(PROBLEM STATEMENT):
Copy the rows from the line containing "Place one point per instance of the green painted" through the end of the rows, both included, and change "metal gate" to "iron gate" while keeping everything else the same.

(SUPPLIED DATA):
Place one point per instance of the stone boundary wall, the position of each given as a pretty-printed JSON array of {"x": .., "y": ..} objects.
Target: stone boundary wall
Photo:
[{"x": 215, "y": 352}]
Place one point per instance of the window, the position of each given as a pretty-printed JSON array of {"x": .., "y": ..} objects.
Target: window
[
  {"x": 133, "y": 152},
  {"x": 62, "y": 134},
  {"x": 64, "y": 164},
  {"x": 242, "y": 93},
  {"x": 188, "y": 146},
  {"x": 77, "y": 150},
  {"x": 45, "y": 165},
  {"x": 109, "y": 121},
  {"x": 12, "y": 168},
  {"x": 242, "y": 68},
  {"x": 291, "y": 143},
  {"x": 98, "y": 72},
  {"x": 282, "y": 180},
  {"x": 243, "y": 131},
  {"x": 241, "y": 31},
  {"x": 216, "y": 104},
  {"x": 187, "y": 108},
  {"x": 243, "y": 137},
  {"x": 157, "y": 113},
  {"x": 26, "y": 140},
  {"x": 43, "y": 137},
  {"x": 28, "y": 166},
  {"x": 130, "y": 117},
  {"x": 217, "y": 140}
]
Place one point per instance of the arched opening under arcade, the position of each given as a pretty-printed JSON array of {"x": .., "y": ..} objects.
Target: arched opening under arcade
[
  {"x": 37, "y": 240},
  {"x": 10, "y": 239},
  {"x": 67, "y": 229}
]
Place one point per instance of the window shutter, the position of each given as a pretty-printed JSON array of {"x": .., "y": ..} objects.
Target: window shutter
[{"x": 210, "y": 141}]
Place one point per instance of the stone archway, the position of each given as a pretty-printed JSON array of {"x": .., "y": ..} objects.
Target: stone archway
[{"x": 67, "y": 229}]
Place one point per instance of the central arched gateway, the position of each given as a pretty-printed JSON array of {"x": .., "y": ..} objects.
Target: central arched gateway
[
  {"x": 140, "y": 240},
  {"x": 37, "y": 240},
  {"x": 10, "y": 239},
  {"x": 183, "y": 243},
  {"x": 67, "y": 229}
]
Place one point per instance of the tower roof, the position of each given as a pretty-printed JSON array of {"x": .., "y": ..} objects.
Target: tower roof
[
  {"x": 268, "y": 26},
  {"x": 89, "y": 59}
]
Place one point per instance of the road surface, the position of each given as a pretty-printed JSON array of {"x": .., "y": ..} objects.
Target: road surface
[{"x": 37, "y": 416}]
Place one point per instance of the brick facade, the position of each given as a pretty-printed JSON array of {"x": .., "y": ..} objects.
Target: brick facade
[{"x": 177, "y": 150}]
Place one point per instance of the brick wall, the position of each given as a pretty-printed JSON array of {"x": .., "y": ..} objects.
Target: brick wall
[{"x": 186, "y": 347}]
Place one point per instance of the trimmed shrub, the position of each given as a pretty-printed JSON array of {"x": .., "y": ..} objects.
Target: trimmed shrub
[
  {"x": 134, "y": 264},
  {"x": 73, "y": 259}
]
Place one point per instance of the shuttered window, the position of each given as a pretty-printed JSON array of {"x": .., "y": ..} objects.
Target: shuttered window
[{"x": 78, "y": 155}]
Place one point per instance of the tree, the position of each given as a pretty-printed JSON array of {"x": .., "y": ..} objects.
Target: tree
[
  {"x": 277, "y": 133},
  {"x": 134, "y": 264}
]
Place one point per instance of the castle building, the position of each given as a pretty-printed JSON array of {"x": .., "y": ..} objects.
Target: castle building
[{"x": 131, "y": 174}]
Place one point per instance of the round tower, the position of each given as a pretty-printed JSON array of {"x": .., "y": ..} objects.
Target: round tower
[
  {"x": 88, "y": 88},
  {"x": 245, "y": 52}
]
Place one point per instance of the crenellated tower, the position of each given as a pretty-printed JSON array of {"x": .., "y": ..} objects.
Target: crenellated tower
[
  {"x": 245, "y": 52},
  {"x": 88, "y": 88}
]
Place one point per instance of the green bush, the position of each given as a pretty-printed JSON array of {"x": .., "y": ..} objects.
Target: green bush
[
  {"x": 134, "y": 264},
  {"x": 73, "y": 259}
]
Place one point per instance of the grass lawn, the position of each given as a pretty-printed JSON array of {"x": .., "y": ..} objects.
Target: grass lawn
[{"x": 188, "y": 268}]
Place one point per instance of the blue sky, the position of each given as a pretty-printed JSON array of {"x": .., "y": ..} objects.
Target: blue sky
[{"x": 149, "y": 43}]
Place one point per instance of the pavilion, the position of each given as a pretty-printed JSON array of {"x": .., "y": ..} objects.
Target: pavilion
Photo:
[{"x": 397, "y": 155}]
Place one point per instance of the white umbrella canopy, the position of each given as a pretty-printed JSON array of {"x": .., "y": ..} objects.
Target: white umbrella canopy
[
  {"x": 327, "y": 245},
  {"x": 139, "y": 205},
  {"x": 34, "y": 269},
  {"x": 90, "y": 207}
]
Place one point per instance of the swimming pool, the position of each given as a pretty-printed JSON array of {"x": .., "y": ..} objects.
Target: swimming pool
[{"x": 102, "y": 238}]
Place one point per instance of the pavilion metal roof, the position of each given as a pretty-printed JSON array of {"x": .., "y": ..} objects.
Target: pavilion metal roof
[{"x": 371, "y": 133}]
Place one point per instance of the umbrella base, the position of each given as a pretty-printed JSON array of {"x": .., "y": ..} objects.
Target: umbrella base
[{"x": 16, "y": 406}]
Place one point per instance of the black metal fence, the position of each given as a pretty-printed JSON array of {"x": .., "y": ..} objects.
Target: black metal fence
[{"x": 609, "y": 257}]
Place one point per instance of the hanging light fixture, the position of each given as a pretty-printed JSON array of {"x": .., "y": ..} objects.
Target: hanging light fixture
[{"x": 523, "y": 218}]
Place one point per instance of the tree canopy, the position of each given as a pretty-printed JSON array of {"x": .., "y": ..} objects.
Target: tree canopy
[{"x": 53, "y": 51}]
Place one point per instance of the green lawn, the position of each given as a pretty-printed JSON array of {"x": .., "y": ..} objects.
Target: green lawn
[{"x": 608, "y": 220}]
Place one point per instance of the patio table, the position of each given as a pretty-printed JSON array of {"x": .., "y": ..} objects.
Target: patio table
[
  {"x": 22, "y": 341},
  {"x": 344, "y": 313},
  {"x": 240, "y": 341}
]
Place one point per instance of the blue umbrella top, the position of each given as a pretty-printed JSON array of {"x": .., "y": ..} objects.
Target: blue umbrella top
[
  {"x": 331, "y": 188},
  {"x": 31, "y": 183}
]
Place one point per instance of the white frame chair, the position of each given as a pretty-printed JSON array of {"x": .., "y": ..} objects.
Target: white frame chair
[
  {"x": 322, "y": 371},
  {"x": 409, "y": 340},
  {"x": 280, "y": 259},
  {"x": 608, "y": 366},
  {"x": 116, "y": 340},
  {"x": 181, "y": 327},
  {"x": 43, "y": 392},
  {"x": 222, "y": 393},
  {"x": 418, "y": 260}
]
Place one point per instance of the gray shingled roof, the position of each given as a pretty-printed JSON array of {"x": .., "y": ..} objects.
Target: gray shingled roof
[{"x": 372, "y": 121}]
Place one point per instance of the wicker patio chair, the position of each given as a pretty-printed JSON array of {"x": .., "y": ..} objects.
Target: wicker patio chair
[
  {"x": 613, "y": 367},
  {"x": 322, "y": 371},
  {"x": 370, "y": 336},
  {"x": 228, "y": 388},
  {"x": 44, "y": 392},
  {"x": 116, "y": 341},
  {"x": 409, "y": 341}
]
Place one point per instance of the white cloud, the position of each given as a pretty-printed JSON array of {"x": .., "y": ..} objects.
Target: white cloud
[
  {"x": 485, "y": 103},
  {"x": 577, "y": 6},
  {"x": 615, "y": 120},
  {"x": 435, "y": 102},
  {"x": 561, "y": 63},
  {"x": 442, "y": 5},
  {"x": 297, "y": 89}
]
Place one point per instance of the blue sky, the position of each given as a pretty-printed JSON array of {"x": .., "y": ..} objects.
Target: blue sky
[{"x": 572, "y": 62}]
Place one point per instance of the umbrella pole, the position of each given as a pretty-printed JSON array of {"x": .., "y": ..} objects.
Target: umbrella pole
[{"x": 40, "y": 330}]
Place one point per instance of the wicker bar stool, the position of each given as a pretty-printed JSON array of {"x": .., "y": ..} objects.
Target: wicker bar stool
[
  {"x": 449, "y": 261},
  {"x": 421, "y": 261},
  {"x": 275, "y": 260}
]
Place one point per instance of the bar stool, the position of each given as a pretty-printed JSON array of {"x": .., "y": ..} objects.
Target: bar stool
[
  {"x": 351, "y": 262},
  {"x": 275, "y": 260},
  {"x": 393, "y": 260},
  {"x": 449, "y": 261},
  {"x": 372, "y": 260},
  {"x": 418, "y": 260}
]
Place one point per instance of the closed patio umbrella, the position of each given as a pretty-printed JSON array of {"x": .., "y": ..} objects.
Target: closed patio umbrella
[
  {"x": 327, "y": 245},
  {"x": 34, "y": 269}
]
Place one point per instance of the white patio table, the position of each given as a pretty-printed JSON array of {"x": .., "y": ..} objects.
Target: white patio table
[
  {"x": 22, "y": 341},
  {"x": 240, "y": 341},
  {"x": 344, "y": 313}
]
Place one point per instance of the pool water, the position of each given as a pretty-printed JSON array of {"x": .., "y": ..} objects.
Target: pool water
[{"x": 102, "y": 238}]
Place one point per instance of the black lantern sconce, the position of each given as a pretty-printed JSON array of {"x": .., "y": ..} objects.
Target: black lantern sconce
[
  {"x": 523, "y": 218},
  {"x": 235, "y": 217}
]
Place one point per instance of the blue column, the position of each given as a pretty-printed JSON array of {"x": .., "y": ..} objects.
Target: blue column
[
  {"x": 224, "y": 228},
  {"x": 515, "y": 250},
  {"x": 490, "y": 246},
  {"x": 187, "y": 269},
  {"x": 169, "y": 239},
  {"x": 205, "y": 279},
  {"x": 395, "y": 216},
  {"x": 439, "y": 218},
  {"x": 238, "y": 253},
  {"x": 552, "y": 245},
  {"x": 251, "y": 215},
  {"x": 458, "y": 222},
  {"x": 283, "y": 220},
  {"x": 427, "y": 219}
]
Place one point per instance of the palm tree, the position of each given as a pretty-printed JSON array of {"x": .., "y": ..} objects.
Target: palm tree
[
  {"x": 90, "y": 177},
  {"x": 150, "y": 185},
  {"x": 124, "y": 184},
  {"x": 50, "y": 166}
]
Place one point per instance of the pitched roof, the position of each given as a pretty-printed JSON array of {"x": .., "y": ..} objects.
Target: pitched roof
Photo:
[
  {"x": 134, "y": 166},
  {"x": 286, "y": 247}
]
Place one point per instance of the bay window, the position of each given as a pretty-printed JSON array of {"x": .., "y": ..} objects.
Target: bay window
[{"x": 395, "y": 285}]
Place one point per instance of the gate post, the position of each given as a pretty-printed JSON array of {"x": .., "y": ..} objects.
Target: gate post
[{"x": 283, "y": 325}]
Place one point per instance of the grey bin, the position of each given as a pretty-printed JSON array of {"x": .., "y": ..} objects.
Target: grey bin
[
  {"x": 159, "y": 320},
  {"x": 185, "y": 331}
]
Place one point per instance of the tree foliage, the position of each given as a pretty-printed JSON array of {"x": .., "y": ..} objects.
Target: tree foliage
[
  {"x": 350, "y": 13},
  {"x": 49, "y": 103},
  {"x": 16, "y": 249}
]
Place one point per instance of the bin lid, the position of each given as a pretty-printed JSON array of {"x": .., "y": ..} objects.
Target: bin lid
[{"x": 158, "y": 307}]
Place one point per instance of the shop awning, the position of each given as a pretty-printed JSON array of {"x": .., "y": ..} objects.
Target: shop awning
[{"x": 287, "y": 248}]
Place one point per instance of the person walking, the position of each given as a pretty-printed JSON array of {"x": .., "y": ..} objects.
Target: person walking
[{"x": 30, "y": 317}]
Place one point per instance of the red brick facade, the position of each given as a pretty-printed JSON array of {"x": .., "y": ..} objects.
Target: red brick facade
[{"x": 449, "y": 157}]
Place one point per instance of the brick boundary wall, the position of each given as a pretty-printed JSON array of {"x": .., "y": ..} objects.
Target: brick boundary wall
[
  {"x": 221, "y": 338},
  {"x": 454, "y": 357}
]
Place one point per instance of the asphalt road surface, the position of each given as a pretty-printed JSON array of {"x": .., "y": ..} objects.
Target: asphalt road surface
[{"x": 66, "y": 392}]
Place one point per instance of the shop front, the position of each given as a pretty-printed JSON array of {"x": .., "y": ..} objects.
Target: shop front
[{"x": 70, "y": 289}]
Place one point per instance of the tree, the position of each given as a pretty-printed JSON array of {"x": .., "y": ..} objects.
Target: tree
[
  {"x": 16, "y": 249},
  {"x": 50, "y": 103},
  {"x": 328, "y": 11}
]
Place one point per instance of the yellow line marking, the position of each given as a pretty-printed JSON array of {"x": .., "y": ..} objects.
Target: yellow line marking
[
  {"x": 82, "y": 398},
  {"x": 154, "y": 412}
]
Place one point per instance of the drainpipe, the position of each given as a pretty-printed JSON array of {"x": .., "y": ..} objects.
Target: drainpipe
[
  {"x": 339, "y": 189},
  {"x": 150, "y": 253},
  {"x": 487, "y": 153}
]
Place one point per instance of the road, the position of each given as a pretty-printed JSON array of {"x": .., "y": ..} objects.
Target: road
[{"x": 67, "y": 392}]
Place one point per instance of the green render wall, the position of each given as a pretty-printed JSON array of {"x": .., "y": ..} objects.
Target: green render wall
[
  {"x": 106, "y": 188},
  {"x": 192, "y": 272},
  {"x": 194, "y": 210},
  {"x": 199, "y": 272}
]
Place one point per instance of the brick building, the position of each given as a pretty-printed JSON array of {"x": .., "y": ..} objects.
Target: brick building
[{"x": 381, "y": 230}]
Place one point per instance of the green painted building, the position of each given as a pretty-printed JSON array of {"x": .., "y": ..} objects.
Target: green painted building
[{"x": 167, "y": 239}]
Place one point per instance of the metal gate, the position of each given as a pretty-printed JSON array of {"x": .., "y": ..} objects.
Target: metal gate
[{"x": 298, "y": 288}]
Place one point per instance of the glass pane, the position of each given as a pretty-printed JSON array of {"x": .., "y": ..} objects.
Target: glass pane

(RESULT FOR THIS EXERCISE):
Place one point per instance of the green painted building, the position of each given as a pretty-printed JSON array of {"x": .., "y": ..} objects.
Target: green painted building
[{"x": 167, "y": 239}]
Place one point per instance of the iron gate, the position of each given as a pretty-printed JSON array of {"x": .., "y": ..} objects.
Target: iron gate
[{"x": 298, "y": 288}]
Place one point per instance of the glass pane, the position of each given as a pretty-printed JSON array of {"x": .., "y": ..} objects.
Target: glass pane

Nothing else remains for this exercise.